### TASK ITEM
Report each line from the records where the string "below" turns up.

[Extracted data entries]
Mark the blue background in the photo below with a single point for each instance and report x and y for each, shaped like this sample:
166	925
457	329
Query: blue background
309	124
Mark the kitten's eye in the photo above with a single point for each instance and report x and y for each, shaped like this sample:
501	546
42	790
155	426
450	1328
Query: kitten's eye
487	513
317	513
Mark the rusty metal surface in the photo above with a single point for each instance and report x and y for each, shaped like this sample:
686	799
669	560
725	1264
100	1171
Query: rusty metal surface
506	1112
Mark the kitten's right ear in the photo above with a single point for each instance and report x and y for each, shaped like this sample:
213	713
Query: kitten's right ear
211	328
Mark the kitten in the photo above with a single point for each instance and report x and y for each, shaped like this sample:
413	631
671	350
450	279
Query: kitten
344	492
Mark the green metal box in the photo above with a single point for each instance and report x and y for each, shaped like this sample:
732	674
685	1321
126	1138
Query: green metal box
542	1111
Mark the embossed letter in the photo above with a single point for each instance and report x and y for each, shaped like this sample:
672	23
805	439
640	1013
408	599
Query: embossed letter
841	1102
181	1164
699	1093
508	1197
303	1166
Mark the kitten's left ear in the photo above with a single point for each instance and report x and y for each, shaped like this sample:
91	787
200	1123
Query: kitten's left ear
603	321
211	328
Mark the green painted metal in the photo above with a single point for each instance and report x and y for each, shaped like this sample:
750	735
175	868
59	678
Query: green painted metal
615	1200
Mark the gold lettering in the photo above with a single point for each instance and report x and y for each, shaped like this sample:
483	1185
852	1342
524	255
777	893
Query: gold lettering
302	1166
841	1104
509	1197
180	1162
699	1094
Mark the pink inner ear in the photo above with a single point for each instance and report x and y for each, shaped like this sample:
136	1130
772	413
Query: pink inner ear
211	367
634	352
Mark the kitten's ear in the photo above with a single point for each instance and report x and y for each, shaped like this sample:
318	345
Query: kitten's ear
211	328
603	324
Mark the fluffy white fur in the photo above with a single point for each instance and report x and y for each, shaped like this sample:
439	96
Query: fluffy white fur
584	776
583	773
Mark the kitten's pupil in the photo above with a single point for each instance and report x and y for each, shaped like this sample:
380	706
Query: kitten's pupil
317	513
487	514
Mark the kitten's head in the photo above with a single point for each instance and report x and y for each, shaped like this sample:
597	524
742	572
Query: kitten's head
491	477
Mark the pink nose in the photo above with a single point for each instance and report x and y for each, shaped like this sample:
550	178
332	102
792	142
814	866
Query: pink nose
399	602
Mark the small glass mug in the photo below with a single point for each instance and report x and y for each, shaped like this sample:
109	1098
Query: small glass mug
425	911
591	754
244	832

### SOLUTION FOR THIS PROBLEM
Mark the blue background in the photo below with a single point for each instance and report x and y for each, shaped like this sample:
Mark the small glass mug in the photo below with a single point for each instance and report x and y for each, shaped like this sample:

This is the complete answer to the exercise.